> However, rather than use the native toolchains directly, such as Xcode for macOS, we delegated the creation of platform-compliant binaries to py2exe for Windows, py2app for macOS, and bbfreeze for Linux.
I wish the authors of more Python tools would deploy standalone applications. I do not like having to maintain various sets of Python installers/package managers (because every Python tool seems to use a different installer). Especially on cloud servers that often lack a whole set of dependencies that Python developers just seem to take for granted.
I’m not a Python developer. I don’t have the time or the inclination to repackage various tools and untangle dependencies.
Given the choice between trying to figure out how to get multiple Python tools to behave together, or using another tool, I’ll almost always choose an alternative.
You install all 3rd party dependencies into some directory. The command line entry point is then a simple BASH script which sets the PYTHONPATH to the appropriate installation location and then does the appropriate exec call.
You then have a functionally portable python installation.
This exchange is a good demonstration that the word "trivial" has lost its meaning in the same way "literal" has. Much like I usually hear someone use term "literally" for figurative emphasis, these days I mostly hear the word "trivial" used to describe something which is clearly nontrivial.
Math textbooks have been doing this for decades, but it's leaked into common parlance with online discussion.
I believe in the mathematical community the potentially offensive term for outsiders is non-trivial, used in a technically correct manner, but oftentimes applied as synonymous of epically hard, which unexpectedly throws people off, especially the author of that non-trivial work!
I think the best translation of "trivial" when used amongst mathematicians is that it is something you should be able to figure out with your current knowledge without too much difficulty (though it might require an hour of thought). Said in another way, you don't need to learn/develop new tools or techniques for something that is trivial.

*****

What is expected: Copy out the entire forum thread above about packaging Python tools, word for word.

(Stored entries)
*****

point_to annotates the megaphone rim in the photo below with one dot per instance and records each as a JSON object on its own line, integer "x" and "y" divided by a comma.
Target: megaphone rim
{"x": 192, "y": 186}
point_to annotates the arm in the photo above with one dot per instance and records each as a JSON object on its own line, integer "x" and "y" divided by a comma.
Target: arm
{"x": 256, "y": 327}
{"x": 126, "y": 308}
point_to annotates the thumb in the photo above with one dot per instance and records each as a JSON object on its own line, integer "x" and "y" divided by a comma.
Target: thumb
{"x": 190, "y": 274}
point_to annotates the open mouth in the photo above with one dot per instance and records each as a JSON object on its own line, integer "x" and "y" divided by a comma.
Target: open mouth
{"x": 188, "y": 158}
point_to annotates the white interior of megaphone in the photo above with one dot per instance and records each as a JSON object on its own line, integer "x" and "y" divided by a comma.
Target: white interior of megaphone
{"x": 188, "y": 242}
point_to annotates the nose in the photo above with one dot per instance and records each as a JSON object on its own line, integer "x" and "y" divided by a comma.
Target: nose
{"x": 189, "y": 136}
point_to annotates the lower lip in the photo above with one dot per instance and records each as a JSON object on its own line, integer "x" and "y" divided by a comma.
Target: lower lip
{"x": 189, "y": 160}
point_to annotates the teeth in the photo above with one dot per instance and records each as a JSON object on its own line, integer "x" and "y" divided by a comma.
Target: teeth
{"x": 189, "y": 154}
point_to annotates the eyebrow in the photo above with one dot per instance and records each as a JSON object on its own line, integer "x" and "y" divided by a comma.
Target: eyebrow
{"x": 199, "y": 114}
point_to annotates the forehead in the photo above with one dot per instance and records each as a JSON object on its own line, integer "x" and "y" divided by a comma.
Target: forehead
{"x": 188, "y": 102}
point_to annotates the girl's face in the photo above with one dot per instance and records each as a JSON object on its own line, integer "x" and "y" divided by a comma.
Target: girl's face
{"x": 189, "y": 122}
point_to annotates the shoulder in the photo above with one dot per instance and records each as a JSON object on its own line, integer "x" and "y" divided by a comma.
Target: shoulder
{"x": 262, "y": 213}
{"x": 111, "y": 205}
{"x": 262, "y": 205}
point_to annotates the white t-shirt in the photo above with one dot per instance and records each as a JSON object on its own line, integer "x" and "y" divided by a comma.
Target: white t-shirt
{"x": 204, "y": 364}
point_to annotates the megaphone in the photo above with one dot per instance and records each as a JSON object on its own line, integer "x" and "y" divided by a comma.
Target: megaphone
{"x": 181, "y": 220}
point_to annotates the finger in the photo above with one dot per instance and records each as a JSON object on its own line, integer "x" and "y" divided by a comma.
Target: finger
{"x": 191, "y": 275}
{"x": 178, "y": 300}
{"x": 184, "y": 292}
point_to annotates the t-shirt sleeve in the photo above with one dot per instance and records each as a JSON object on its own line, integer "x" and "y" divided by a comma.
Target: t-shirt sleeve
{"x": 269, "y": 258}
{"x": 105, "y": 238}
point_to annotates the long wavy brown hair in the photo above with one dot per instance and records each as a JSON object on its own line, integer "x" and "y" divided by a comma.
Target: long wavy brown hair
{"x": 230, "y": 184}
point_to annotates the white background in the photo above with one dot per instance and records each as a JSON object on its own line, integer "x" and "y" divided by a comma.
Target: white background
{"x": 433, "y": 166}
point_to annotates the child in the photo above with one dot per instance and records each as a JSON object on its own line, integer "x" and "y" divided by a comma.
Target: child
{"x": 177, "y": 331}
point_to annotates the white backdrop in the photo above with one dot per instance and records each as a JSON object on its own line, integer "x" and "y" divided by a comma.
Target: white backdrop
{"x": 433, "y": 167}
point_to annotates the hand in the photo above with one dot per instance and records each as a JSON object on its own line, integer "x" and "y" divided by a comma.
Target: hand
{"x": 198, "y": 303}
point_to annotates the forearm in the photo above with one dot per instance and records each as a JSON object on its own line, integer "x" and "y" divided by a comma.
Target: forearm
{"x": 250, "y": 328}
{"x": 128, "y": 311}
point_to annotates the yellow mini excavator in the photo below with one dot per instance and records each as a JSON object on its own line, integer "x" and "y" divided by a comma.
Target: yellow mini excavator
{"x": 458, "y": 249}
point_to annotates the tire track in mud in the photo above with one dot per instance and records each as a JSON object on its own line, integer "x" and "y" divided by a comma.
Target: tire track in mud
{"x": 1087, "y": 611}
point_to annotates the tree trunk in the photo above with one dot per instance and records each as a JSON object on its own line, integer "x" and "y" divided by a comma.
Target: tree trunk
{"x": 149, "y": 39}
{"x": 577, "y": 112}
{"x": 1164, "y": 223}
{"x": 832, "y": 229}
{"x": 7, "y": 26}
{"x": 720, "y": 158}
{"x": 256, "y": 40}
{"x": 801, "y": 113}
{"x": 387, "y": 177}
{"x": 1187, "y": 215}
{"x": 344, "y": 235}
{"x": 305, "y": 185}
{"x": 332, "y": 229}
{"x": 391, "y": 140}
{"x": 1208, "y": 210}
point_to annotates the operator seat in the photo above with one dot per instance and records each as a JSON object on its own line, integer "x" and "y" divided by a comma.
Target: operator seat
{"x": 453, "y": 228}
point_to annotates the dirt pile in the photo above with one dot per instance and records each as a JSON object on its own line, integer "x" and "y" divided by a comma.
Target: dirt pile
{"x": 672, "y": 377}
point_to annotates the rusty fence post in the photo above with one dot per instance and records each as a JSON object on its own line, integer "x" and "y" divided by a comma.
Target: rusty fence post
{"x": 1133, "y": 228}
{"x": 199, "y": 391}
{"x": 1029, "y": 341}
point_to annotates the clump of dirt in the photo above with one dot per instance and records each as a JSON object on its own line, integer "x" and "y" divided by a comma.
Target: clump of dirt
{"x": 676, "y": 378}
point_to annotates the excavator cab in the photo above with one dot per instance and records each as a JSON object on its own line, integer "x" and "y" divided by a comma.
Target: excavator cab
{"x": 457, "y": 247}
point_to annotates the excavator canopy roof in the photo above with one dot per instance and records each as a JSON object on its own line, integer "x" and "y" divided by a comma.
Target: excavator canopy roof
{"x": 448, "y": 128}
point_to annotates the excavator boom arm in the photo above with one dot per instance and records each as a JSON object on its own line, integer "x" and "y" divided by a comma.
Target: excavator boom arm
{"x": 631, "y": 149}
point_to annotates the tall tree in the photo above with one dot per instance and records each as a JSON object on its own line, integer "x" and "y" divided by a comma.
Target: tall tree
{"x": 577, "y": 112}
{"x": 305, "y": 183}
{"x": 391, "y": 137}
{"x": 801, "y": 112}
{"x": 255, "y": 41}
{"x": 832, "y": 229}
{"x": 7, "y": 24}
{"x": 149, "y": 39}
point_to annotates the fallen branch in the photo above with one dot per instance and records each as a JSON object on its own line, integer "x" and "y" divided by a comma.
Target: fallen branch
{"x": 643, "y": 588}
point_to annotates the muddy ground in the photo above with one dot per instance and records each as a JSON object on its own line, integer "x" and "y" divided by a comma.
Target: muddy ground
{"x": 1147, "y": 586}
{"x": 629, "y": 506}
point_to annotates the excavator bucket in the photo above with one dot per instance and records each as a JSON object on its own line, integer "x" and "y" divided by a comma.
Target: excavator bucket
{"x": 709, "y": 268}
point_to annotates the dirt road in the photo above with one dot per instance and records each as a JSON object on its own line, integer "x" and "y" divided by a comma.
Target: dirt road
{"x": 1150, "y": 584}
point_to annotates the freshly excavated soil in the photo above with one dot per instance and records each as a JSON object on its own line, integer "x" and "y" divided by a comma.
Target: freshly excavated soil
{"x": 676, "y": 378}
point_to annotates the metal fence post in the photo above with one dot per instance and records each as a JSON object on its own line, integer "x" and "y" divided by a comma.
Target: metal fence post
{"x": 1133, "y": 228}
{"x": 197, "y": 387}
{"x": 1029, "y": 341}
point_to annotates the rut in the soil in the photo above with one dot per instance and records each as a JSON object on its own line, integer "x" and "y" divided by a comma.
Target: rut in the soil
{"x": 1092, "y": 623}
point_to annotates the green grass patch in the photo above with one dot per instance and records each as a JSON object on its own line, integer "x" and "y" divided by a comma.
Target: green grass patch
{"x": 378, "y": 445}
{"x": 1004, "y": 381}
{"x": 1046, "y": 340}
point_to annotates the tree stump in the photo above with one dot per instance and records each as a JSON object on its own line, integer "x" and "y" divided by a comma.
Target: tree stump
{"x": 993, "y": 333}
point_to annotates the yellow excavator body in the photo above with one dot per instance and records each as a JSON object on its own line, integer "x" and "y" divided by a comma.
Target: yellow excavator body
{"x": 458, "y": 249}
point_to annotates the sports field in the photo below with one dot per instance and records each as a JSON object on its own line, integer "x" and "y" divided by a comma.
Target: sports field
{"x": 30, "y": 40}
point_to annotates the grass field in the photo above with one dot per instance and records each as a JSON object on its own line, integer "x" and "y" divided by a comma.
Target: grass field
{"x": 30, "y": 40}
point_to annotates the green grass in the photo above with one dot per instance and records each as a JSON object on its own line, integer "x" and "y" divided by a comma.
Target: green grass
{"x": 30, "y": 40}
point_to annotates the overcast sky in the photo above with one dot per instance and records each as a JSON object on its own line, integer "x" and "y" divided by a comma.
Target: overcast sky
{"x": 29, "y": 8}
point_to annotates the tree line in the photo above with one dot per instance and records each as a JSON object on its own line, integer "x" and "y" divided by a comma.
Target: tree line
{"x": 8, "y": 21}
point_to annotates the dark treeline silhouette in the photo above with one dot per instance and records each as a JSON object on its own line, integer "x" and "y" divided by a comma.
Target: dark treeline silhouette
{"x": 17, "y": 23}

*****

Solution for this problem:
> However, rather than use the native toolchains directly, such as Xcode for macOS, we delegated the creation of platform-compliant binaries to py2exe for Windows, py2app for macOS, and bbfreeze for Linux.
I wish the authors of more Python tools would deploy standalone applications. I do not like having to maintain various sets of Python installers/package managers (because every Python tool seems to use a different installer). Especially on cloud servers that often lack a whole set of dependencies that Python developers just seem to take for granted.
I’m not a Python developer. I don’t have the time or the inclination to repackage various tools and untangle dependencies.
Given the choice between trying to figure out how to get multiple Python tools to behave together, or using another tool, I’ll almost always choose an alternative.
You install all 3rd party dependencies into some directory. The command line entry point is then a simple BASH script which sets the PYTHONPATH to the appropriate installation location and then does the appropriate exec call.
You then have a functionally portable python installation.
This exchange is a good demonstration that the word "trivial" has lost its meaning in the same way "literal" has. Much like I usually hear someone use term "literally" for figurative emphasis, these days I mostly hear the word "trivial" used to describe something which is clearly nontrivial.
Math textbooks have been doing this for decades, but it's leaked into common parlance with online discussion.
I believe in the mathematical community the potentially offensive term for outsiders is non-trivial, used in a technically correct manner, but oftentimes applied as synonymous of epically hard, which unexpectedly throws people off, especially the author of that non-trivial work!
I think the best translation of "trivial" when used amongst mathematicians is that it is something you should be able to figure out with your current knowledge without too much difficulty (though it might require an hour of thought). Said in another way, you don't need to learn/develop new tools or techniques for something that is trivial.